**Énoncé du problème**
Poursuivez le texte sur le jeu The Phantom Pain en reprenant juste après sa dernière phrase.

**Texte fourni**
···

Mais bon, chez Metal Gear Solid la méthode le plus discrète est très souvent la meilleure, car vos ennemis ont une I.A d'assez bonne qualité
. Ils peuvent monter une embuscade de plusieurs côtés différents pour vous prendre en étau, appelleront la cavalerie aérienne pour vous neutraliser à la sauvage. Il faudra aussi faire très attention aux corps (vivants ou non) que vous laisserez derrière vous. Un garde qui manque, un bidasse qui ne fait pas son rapport, ça peut vite se transformer en situation inextricable pour vous.
Plus vous avancez dans le jeu, plus vos ennemis seront ardus à berner ou à semer, sans parler de gentils tireurs embusqués dont les balles sauront vous faire sursauter à la première salve.Soyez tranquilles : The Phantom Pain a de la ressource pour vous aider à élaborer vos stratégies. La cultissime boîte en carton est là et son rôle a même été développée d'avantage (elle est décidément increvable celle-là!). Mais vous aurez aussi des leurres en pagaille : des casiers de munitions vides, des poupées gonflables (si,si!) et les petits sifflets pour attraper le premier maraud dans vos filets. Et là je reste dans les classiques. Le reste, vous allez le découvrir par vous même.
Pour l'histoire principale, comptez entre 40 et 50 heures, ajoutez 50 voire 100 heures de plus pour les objectifs annexes dont certains vous seront précieux si vous souhaitez débusquer des bouts de vérités pour compléter la fresque MGS. Manœuvrer Snake n'a jamais été aussi plaisant, tant le gameplay est riche une fois qu'on le maîtrise.

···

**Lignes répertoriées**

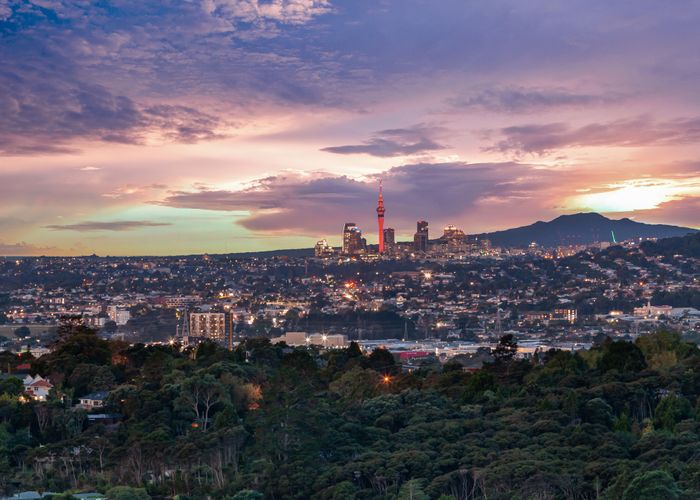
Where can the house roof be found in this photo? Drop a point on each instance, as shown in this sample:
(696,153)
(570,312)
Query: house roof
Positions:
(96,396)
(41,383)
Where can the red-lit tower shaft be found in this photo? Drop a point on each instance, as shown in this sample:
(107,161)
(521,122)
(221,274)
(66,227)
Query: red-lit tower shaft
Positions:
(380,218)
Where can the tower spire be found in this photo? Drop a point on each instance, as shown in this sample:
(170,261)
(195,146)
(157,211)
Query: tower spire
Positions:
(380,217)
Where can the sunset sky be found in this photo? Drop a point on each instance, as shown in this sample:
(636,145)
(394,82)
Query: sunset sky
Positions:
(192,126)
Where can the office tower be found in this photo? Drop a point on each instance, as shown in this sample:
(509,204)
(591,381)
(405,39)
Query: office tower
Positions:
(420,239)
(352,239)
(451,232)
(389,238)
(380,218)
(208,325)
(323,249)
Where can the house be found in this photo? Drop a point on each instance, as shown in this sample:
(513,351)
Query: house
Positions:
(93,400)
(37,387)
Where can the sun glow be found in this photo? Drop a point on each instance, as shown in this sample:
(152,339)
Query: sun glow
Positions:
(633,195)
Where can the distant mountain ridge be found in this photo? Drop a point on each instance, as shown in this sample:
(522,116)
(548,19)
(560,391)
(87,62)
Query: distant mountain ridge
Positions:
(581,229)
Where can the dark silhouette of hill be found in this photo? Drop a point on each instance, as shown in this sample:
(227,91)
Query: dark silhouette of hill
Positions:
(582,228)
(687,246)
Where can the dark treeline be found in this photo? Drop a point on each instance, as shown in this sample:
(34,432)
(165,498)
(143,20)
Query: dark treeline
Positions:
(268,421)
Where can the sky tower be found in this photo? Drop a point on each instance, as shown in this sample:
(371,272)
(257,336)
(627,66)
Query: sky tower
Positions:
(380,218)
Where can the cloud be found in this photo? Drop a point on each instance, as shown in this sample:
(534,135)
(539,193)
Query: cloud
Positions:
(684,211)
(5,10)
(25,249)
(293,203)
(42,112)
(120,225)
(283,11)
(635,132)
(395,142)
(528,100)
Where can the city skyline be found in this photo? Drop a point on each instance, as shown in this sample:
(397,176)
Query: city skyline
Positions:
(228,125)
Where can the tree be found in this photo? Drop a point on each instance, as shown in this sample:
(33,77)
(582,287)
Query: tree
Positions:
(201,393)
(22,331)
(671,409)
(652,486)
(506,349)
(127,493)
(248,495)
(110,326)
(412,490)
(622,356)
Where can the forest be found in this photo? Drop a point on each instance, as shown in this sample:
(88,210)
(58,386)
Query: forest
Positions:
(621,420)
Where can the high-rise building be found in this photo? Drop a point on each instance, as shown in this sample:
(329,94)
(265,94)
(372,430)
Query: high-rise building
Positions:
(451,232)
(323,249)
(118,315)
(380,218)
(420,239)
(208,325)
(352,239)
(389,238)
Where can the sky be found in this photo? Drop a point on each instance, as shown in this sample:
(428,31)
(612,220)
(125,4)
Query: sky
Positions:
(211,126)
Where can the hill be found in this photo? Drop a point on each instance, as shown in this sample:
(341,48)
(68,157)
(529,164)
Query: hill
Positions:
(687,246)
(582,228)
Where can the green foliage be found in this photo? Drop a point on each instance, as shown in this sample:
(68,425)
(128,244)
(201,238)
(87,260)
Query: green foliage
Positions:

···

**Réponse rédigée**
Une fois l'histoire terminée, vous aurez également la liberté de recommencer certaines missions, certains défis dans l'ordre que vous le désirez. Le jeu se chargera également de vous mettre au défi d'en remplir d'autres dans des conditions extrêmes (sans armes, sans déclencher d'alarmes,...). Le mot juste, c'est jubilation. Pour autant, dans le mystère dont se drape The Phantom Pain, ce sera un vrai ballet d'émotions mélangées. L'histoire est rude, toujours en prise avec l'Histoire et ses recoins parfois aux limites de l'insoutenable (guerre d'Afghanistan, enfants-soldats, expériences génétiques,...). Même les moments de tendresse ou de joie vont être largement mis à mal par la rudesse des épreuves, twists ou évidemment la réalisation de cette dernière étape dans la saga. Kojima termine son œuvre par une révérence à son joueur qui donne un sens encore plus fort à la dernière séquence. Simultanément un accomplissement et un déchirement à voir partir Venom Snake dans l'ombre, face à son destin et à l'Histoire déjà écrite en 1998 (et même avant, si on s'en tient aux premiers Metal Gear sortis sur MSX).
Bon comme défauts, il faut avouer que le conflit Konami/Kojima a laissé des traces sur certains détails (certaines épisodes non terminés) et persiste un léger sentiment de manque par rapport à certains personnages secondaires. Et quelques petits (mais alors riquiquis) couacs concernant des minis intéractions avec le décor parfois étranges.
Mais franchement, cela tient vraiment du pinaillage car tout ce que je cherchais, je l'ai bien trouvé avec The Phantom Pain, et même plus encore.